[Task requirements] The entries below are to be returned exactly. Include all of them.
(Material shown begins)
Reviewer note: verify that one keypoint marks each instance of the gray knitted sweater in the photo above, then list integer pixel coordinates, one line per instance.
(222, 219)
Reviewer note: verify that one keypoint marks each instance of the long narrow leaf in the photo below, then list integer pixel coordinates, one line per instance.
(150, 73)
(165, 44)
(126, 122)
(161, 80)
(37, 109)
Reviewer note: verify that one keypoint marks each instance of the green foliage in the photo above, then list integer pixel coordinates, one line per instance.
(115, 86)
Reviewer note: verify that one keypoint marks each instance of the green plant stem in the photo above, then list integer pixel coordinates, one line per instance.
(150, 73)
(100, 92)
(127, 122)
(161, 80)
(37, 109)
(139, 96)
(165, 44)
(Material shown ends)
[Output of the task]
Reviewer note: verify that one keypoint marks each instance of the gray knitted sweater in the photo above, then list integer pixel coordinates, one line per instance.
(222, 219)
Reviewer note: verify that one keypoint marks each instance of the long narrow leaf in the photo below, then list integer pixel coordinates, one line per instance.
(150, 73)
(165, 44)
(126, 122)
(161, 80)
(37, 109)
Reviewer note: verify that one keypoint marks each instance of the green foliage in the photo above, then list integer pixel coordinates, one line per instance.
(115, 86)
Reviewer note: verify that one keypoint marks each instance of the green plant stem in the photo above, then list integer pixel coordinates, one line per instance.
(150, 73)
(100, 92)
(127, 122)
(161, 80)
(37, 109)
(139, 96)
(165, 44)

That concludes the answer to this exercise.